This is an older book that Michael Crichton published in 1999 and frequently while reading it, I had the feeling I might have read it back then but wasn’t remembering characters or the storyline specifically. But several times, I would feel, “I think I read this,” but not knowing (or remembering) anything about it, I continued on and the more I got into it, the less I felt like I had read it. A friend suggested, when I mentioned this to her, that maybe I’d read too much Michael Crichton and that could well be the case. I loved his books from his first publication, “The Andromeda Strain,” but gradually felt many were too similar in both characters and plots, namely the effects of time travel. They were different in their locales but they had a formula to them of good people, bad people (especially those who want to exploit the benefits of science and time travel), well-meaning people, idealistic people, ruthless people, and people getting stuck in and at the mercy of the time period, etc. There were frequently variations on the theme but the theme remained, and this book is included in all of these points.
The book opens with a mysterious seriously ill man whom a vacationing couple find wandering in the New Mexico desert. When they bring him to a local hospital, his condition creates all kinds of unanswerable questions for both the medical personnel and the police, who are called in because of the unusual situation. They learn he was a physicist and employee of ITC, a high tech company that on the surface is developing technological advances, though much is kept secret from the media and the public. They are, however, funding historical and archeological research medieval towns in the Dordogne region of France, and the leader of the historical and archaeological team, Professor Johnston, goes to their New Mexico headquarters with suspicions about detailed knowledge of the site that the ITC staff who visit seem to have.
While he is gone, archaeologists at the site discover an anomaly that appears directly but impossibly linked to Professor Johnston, including a piece of parchment on which he appears to have asked them for help. This makes them question what has happened to him and what ITC really is doing. Consequently, they fly to New Mexico and discover that ITC has been using quantum technology to travel to Dordogne in 1357 and that Professor Johnston did so but had not returned. Three of the researchers agree to go into time to retrieve him, knowing they are limited by a window of time; if they and he are not at the transit pad within a specific amount of time, they will be forever in 1357. The fourth researcher, however, chooses not to go, distrusting, Doniger, the founder and the owner of ITC, as well as its technology, convinced they haven’t been told everything regarding the time travel, which according to ITC isn’t really time travel by multiverse travel (as opposed to universe) through quantum wormholes. Gradually, too, Doniger reveals the evidence of “transcription errors,” which occur when people go back and return too often in time; physical and mental issues develop, at first not too seriously but eventual become too dangerous for the traveler.
Naturally, the three who do go encounter the expected problems that all residents of that time period experience, and become victims of the war that is occurring there and the barbarism of the medieval way of life. Included among these trials is the fact that their transit pad has been inadvertently destroyed by one of the military escorts from ITC when he tries to return to the present. At this point, they attempt to blend in with the populace, which isn’t always feasible, despite their medieval clothing and earpieces that translate the archaic language, and which are communication devices among themselves, as well. This is how they begin to realize there is someone among the warring factions who also has an earpiece and hears them and is determined to kill them to avoid detection; they don’t know why or how he is there, and are initially unaware of which knight or nobleman he might be, and unaware of the phenomenon of transcription errors that have affected him mentally.

§ §

* [WORK TASK 1]
Reproduce the passage of the book review between "The book opens" and "seem to have.", inclusive.
* [WORK TASK 2]
According to the book review, to what year in the Dordogne has ITC been using quantum technology to travel?

§ §

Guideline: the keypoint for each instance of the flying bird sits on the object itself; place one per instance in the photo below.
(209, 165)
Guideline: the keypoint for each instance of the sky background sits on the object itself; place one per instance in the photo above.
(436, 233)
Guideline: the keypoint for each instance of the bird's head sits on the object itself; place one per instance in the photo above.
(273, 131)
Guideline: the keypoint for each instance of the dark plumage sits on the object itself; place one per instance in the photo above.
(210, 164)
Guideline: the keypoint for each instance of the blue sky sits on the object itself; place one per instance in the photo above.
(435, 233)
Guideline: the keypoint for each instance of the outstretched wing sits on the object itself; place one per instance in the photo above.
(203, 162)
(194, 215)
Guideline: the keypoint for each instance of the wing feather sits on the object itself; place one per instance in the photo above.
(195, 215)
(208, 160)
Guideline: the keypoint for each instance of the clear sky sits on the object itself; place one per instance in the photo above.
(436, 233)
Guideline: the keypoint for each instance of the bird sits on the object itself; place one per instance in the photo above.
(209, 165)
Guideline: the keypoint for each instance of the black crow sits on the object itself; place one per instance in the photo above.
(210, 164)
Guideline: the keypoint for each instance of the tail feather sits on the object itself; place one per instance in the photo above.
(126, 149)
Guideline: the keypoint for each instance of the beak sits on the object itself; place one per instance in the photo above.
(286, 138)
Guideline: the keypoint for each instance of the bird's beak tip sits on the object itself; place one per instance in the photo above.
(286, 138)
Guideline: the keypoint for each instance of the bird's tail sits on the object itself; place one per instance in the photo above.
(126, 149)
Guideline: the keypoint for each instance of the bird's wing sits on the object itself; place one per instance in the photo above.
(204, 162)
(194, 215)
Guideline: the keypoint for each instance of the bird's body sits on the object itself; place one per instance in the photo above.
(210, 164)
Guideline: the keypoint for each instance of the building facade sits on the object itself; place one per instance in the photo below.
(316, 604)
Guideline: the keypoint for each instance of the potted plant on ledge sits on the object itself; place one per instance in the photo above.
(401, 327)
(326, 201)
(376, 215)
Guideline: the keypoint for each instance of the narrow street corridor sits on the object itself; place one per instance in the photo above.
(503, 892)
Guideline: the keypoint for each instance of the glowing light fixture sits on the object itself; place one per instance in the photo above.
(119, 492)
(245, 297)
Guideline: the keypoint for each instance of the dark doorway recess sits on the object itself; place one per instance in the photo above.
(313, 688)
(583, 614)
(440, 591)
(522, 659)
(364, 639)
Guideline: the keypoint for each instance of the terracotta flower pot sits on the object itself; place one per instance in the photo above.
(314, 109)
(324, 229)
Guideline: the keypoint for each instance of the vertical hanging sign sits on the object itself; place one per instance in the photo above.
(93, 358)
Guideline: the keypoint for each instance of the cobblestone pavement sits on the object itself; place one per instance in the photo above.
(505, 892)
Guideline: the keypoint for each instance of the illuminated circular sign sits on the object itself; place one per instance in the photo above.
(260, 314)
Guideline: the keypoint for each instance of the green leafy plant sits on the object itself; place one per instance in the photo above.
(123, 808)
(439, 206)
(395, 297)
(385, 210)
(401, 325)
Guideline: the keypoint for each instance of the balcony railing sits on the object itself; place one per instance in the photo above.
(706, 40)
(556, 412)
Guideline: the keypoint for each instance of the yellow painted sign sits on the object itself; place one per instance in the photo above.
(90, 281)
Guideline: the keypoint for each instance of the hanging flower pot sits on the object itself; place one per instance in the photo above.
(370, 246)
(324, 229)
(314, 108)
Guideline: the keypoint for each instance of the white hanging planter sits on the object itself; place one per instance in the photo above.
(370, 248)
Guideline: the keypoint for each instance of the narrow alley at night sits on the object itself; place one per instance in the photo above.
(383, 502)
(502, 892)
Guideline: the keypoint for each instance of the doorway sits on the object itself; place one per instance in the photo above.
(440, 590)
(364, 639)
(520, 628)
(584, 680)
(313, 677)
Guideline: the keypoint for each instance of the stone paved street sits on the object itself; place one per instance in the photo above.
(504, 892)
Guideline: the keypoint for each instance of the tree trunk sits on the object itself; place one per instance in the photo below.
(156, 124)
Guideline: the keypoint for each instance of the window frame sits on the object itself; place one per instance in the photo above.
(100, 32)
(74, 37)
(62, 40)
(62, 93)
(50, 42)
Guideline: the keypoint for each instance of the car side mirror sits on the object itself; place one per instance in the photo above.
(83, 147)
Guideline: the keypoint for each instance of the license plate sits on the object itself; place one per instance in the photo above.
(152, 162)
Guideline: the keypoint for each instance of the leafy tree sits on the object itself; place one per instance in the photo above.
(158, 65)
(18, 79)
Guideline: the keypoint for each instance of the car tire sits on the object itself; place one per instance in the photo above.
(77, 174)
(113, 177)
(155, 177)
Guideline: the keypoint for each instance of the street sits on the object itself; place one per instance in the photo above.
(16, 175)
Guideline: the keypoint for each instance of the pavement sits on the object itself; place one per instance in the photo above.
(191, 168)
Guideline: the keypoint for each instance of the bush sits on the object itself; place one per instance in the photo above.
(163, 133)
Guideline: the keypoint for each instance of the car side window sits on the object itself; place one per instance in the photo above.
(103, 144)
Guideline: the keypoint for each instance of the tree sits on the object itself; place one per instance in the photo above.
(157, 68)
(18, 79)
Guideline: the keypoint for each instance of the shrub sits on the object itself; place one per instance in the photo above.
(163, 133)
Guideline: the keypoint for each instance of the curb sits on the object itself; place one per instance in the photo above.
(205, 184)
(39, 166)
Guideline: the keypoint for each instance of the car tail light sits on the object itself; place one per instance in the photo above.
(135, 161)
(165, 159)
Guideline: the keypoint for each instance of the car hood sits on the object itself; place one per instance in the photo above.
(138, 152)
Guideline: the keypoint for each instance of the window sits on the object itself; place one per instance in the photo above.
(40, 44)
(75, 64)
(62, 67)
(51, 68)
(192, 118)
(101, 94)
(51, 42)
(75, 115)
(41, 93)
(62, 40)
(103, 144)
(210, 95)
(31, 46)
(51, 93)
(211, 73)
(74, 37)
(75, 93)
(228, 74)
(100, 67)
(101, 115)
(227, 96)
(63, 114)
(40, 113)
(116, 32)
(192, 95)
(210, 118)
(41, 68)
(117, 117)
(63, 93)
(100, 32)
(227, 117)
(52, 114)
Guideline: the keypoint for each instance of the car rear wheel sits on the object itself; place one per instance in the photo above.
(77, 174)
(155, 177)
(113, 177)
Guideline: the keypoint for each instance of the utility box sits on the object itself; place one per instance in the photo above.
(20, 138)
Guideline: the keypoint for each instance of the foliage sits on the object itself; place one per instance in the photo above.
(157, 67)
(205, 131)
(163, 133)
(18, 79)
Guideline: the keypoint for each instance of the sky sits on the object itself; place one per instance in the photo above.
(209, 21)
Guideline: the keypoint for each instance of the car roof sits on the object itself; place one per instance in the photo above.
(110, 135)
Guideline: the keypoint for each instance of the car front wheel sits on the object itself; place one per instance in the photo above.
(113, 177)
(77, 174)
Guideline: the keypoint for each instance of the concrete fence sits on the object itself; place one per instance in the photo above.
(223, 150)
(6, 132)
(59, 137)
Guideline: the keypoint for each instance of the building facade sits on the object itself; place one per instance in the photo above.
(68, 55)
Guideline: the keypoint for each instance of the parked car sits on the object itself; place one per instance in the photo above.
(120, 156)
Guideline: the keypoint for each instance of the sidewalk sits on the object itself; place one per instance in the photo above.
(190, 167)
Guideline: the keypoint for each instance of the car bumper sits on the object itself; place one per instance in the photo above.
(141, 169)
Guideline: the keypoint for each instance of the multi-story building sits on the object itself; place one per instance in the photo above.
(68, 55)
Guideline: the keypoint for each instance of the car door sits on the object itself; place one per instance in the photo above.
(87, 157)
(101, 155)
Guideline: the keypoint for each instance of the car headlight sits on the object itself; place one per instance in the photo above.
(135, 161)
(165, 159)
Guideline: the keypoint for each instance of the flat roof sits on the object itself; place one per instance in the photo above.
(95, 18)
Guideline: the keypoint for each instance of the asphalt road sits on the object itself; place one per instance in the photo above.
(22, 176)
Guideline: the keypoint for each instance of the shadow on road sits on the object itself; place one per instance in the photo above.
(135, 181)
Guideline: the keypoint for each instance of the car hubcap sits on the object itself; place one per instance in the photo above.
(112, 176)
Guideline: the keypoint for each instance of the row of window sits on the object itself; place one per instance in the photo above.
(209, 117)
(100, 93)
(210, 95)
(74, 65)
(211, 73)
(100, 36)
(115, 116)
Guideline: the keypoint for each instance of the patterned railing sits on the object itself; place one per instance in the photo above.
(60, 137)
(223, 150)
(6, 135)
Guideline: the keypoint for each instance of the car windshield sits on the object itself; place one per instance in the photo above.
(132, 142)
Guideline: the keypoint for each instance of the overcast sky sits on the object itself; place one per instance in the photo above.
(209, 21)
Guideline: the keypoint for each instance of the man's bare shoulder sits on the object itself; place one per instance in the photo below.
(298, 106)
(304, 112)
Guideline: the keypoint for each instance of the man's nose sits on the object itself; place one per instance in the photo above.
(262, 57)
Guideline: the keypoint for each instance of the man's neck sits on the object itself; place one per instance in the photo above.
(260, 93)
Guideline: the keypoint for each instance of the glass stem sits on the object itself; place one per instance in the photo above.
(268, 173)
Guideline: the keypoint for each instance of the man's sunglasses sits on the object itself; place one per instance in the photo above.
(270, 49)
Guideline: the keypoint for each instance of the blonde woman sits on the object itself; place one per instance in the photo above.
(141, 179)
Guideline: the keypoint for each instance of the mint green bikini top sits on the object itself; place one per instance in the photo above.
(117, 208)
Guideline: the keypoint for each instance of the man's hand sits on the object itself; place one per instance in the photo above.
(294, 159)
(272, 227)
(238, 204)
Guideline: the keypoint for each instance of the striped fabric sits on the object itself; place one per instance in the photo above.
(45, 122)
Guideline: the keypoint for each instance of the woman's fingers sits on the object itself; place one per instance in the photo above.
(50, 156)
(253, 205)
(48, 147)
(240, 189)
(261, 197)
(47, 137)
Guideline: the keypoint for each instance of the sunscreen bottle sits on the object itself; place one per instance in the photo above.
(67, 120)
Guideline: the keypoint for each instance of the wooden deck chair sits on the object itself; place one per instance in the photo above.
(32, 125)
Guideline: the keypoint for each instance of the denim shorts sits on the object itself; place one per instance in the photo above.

§ §

* [REPLY 1]
The book opens with a mysterious seriously ill man whom a vacationing couple find wandering in the New Mexico desert. When they bring him to a local hospital, his condition creates all kinds of unanswerable questions for both the medical personnel and the police, who are called in because of the unusual situation. They learn he was a physicist and employee of ITC, a high tech company that on the surface is developing technological advances, though much is kept secret from the media and the public. They are, however, funding historical and archeological research medieval towns in the Dordogne region of France, and the leader of the historical and archaeological team, Professor Johnston, goes to their New Mexico headquarters with suspicions about detailed knowledge of the site that the ITC staff who visit seem to have.

* [REPLY 2]
1357